Autor: Mia Couto
Título: compêndio para desenterrar nuvens
N.º de páginas: 142
Editora: Caminho
Edição: Outubro 2023
Classificação: Contos
N.º de Registo: (3509)
OPINIÃO ⭐⭐⭐⭐
Em compêndio para desenterrar nuvens, Mia Couto presenteia-nos com vinte e dois contos que testemunham fragmentos de vida de uma realidade moçambicana actual. Estas estórias entretecem o real e o imaginário, exploram cenários de um quotidiano difícil onde, ainda prevalece a guerra, a miséria, a violência, o analfabetismo.
“A vizinha fazia o luto, tal como fizera o viver: sem que ninguém se apercebesse de que existia.
Sabia-se dela quando, para além das paredes, escutávamos o marido que a espancava e nunca ninguém no bairro se deu ao incómodo de intervir. (…) Acudir, seria, além disso, um imperdoável desrespeito para com o dono da casa.” (p. 23)

___

### INSTRUÇÕES DAS TAREFAS
1. As afirmações seguintes estão de acordo com o texto de estudo? Responda sim ou não a cada uma e cite as palavras do texto que o decidem. (a) O livro reúne vinte e dois contos. (b) A edição do livro é de março de 2023. (c) No bairro, alguém intervinha quando o marido espancava a vizinha.
2. Reproduza, sem alterações, o trecho do texto de estudo que abre com as palavras "Autor: Mia Couto" e fecha com "de que existia.".
3. Segundo o texto de estudo, quantas páginas tem o livro?

### DADOS EM ANÁLISE
___

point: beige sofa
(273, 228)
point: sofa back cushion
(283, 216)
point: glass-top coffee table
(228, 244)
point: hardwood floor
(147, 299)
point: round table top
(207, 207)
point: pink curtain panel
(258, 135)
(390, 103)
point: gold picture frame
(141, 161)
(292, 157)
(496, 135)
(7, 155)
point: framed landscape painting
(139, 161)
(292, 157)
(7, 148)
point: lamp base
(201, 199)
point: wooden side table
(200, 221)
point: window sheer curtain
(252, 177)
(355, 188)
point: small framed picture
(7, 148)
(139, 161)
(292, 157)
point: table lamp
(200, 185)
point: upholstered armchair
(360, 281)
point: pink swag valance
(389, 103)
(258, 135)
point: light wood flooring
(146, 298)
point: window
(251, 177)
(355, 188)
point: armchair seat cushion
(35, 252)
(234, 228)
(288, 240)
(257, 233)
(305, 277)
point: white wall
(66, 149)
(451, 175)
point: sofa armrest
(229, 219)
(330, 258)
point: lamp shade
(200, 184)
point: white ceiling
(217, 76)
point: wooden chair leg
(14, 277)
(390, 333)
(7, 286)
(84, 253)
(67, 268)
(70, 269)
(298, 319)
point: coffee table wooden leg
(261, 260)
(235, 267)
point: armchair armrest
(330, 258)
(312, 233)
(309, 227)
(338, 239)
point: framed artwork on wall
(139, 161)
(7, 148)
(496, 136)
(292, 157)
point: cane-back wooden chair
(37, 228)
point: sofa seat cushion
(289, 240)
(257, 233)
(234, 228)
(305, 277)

___

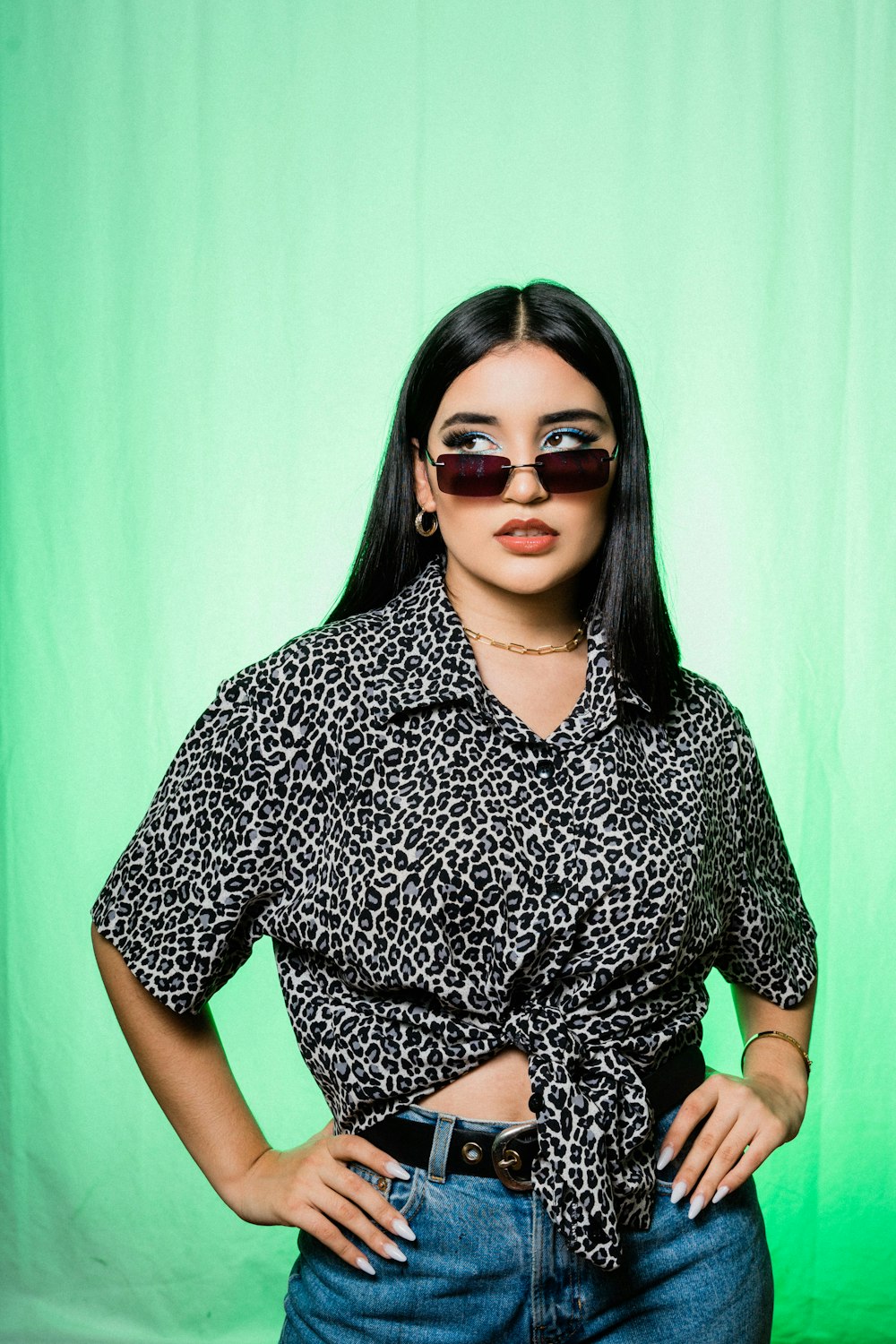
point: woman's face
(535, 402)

___

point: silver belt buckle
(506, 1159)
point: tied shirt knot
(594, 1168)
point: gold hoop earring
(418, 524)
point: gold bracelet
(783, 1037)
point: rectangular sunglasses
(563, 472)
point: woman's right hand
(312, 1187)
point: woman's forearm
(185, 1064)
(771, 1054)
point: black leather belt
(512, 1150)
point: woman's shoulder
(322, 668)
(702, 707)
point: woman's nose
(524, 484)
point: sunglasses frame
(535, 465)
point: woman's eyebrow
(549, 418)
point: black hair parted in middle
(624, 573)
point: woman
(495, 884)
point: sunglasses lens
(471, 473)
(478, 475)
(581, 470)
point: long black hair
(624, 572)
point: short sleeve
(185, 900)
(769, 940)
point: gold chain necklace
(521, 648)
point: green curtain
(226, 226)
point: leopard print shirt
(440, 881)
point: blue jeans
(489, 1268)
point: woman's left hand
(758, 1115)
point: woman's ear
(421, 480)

___

### RESPOSTAS POR TAREFA
1.
(a) Sim: "vinte e dois contos".
(b) Não: "Edição: Outubro 2023".
(c) Não: "nunca ninguém no bairro se deu ao incómodo de intervir".

2.
Autor: Mia Couto
Título: compêndio para desenterrar nuvens
N.º de páginas: 142
Editora: Caminho
Edição: Outubro 2023
Classificação: Contos
N.º de Registo: (3509)
OPINIÃO ⭐⭐⭐⭐
Em compêndio para desenterrar nuvens, Mia Couto presenteia-nos com vinte e dois contos que testemunham fragmentos de vida de uma realidade moçambicana actual. Estas estórias entretecem o real e o imaginário, exploram cenários de um quotidiano difícil onde, ainda prevalece a guerra, a miséria, a violência, o analfabetismo.
“A vizinha fazia o luto, tal como fizera o viver: sem que ninguém se apercebesse de que existia.

3. 142 páginas.